Alıştırma seti =
a – Aşağıdaki veri kümesi satırlarında "[seg] muddy brown water" ifadesini içeren satırdan "Provide the outline of every instance of the muddy" ifadesini içeren satıra kadar olan kısmı, iki uç satır da dahil olmak üzere, hiçbir değişiklik yapmadan yazınız.
b – Aşağıdaki mahkeme kararı metnini, son cümlesinin ardından devam ettiriniz.

Gösterilen metin =
########################################

Emsal Mahkeme Kararı İstanbul 2. Asliye Ticaret Mahkemesi 2021/336 E. 2021/892 K. 17.12.2021 T.

Görüntülediğiniz mahkeme kararı henüz kesinleşmemiştir. Yararlı olması amacıyla eklenmiştir.

T.C.
İSTANBUL
2. ASLİYE TİCARET MAHKEMESİ

ESAS NO : 2021/336 Esas
KARAR NO : 2021/892

DAVA : Sıra Cetveline İtiraz (İflas Tasfiyesinde Düzenlenen Sıra Cetveline Yönelik Kayıt Kabul Ve Terkin Talebi (İİK 235))
DAVA TARİHİ : 18/06/2018
KARAR TARİHİ : 17/12/2021

Mahkememizde görülmekte olan Sıra Cetveline İtiraz (İflas Tasfiyesinde Düzenlenen Sıra Cetveline Yönelik Kayıt Kabul Ve Terkin Talebi (İİK 235)) davasının yapılan açık yargılaması sonunda,
GEREĞİ DÜŞÜNÜLDÜ:
DAVA
Davacılar vekili dava dilekçesinde özetle; İstanbul … Asliye Ticaret Mahkemesi’nin …E sayılı dosyası ile 16/11/2017 tarihinde iflasına karar verilen müflis …BANKASI A.Ş. de müvekkillerinden …’in 9996 Lot, müvekkili …’in 87000 Lot B grubu hisse senetlerine dayalı alacakları bulunduğunu, işbu hisse senedi alacaklarının müflis bankanın borsada işlem görmüş son kuru üzerinden TL’ye çevirildiğinde müvekkili …’in 1 lot: 0,87 TL kurundan hesaplanmış alacağı 8.696,52 TL; müvekkili …’in 1 lot: 0,87 TL kurundan hesaplanmış 75.690 TL alacağının her türlü faiz ve fazlaya dair hakları saklı kalmak kaydıyla iflas masasına kaydı için başvurulduğunu, müvekkili …’in alacağı … numaraya; müvekkilli …’in alacağı … numarasına kayıt edilse de 08/06/2018 tarihinde tebliğ edilen sıra cetveli ilanı ve alacağa ilişkin kararda kayıtlı alacakların tamamının reddine karar verildiğini, bu red kararının hukuka aykırı olduğunu belirterek, alacaklarının sıra cetveline kaydına ve masanın bu alacakları ödemeye mahkum edilmesine karar verilmesini talep ve dava etmiştir.

########################################

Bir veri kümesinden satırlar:
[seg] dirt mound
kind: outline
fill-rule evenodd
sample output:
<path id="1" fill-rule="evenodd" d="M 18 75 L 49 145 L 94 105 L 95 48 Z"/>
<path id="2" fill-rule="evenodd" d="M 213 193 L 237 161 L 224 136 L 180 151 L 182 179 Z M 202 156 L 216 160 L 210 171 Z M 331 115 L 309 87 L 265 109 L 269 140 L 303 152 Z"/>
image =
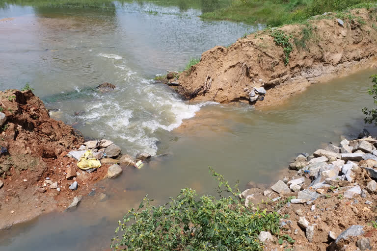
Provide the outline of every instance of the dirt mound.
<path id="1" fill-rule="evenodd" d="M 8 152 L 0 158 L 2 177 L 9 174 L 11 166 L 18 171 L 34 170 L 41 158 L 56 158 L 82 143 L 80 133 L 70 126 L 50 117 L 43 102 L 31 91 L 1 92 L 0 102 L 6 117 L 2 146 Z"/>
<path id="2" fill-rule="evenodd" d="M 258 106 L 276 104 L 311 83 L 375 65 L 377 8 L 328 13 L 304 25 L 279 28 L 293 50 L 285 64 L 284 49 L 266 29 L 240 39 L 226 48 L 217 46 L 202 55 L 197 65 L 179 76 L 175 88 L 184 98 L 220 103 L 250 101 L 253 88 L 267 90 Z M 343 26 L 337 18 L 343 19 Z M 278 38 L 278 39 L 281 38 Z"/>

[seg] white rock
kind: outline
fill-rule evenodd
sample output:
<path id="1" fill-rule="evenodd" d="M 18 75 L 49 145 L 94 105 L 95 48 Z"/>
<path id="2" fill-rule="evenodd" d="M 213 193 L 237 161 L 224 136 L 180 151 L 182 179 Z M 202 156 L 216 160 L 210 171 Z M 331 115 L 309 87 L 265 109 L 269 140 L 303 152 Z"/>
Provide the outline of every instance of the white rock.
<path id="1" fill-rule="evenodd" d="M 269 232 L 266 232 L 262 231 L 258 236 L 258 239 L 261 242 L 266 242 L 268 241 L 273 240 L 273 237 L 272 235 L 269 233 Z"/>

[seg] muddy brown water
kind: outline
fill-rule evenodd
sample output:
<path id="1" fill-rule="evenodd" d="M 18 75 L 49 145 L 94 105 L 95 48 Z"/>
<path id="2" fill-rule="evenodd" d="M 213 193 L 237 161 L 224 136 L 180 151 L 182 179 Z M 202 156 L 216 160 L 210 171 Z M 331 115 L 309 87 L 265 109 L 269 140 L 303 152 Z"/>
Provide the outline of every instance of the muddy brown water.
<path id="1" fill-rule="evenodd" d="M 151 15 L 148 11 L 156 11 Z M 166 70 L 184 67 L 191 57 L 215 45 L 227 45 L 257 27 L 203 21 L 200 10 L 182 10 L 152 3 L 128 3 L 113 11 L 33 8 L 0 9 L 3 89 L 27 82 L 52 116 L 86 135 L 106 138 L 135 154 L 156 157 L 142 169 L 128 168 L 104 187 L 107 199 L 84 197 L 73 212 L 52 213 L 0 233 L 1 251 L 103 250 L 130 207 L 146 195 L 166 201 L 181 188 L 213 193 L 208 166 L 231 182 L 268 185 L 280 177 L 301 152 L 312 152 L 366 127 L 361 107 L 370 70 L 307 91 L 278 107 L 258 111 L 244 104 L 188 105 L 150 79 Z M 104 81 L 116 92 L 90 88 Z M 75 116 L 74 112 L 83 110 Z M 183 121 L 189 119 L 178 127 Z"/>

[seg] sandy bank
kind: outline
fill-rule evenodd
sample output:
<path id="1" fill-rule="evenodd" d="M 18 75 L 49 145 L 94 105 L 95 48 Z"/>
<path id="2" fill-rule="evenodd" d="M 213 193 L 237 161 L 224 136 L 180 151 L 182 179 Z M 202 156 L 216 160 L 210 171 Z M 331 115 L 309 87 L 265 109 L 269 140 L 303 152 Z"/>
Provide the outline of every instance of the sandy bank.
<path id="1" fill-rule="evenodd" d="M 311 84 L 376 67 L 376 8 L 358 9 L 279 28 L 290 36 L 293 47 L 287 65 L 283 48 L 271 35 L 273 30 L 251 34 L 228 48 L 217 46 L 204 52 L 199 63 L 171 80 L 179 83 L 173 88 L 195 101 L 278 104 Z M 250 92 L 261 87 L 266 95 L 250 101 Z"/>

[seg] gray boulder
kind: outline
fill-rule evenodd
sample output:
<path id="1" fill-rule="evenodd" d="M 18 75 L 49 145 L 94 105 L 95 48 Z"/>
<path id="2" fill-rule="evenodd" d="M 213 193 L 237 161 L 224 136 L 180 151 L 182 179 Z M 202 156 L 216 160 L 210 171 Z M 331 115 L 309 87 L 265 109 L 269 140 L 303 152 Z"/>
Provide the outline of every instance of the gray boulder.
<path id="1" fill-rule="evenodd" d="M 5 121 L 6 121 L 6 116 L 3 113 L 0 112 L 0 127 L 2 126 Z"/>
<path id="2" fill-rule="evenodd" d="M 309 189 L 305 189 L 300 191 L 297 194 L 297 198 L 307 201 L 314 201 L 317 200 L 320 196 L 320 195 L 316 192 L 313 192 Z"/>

########################################

Görev yanıtları =
a –
[seg] muddy brown water
kind: outline
fill-rule evenodd
sample output:
<path id="1" fill-rule="evenodd" d="M 18 75 L 49 145 L 94 105 L 95 48 Z"/>
<path id="2" fill-rule="evenodd" d="M 213 193 L 237 161 L 224 136 L 180 151 L 182 179 Z M 202 156 L 216 160 L 210 171 Z M 331 115 L 309 87 L 265 109 L 269 140 L 303 152 Z"/>
Provide the outline of every instance of the muddy brown water.

b –
CEVAP
Davalı vekili cevap dilekçesinde özetle; İİK md 235’e göre dava onbeş günlük hak düşürücü süre içerisinde açılmamış ise davanın öncelikle usulden reddi gerektiğini; BDDK’nun 22/07/2016 tarih ve 6947 sayılı Kararı ile, TMSF’nin 21/07/2016 tarih ve 9029 sayılı yazısında yer alan talebi üzerine 5411 sayılı Bankacılık Kanunu’nun 107. maddesinin son fıkrası hükmü çerçevesinde …Katılım Bankası A.Ş.’nin faaliyet izninin kaldırılmasına karar verildiğini, bunun üzerine İstanbul… Asliye Ticaret Mahkemesinin … E. sayılı dosyasında TMSF tarafından açılan iflas davasında 5411 sayılı Bankacılık Kanununun 106.maddesi uyarınca müvekkil Bankanın iflasına, iflasın 16/11/2017 tarih ve saat 15.28 itibariyle açılmasına, iflas tasfiyesinin Fon tarafından yerine getirilmesine karar verildiğini, müflis Bankanın iflas tasfiyesinin İstanbul … İflas Müdürlüğünün…iflas sayılı dosyası üzerinden TMSF tarafından önerilen ve İcra Hakimliğince atanan iflas idaresi tarafından yürütüldüğünü, hisse sahiplerinin iflas masasına alacak kayıt talebinde bulunmalarının mümkün olmadığı, iflas tasfiyesi neticesinde sıra cetveline kayıtlı tüm alacaklar ile sukuk alacakları ödendikten sonra tasfiye bakiyesi kalması halinde hisse senedi sahiplerine garameten ödeme yapılabileceği, bu nedenle davacıların alacak kayıt başvurularının reddedilmiş olduğunu belirterek, dava süresi içinde açılmış ise izah edilen nedenlerle davanın esastan reddine karar verilmesini talep etmiştir.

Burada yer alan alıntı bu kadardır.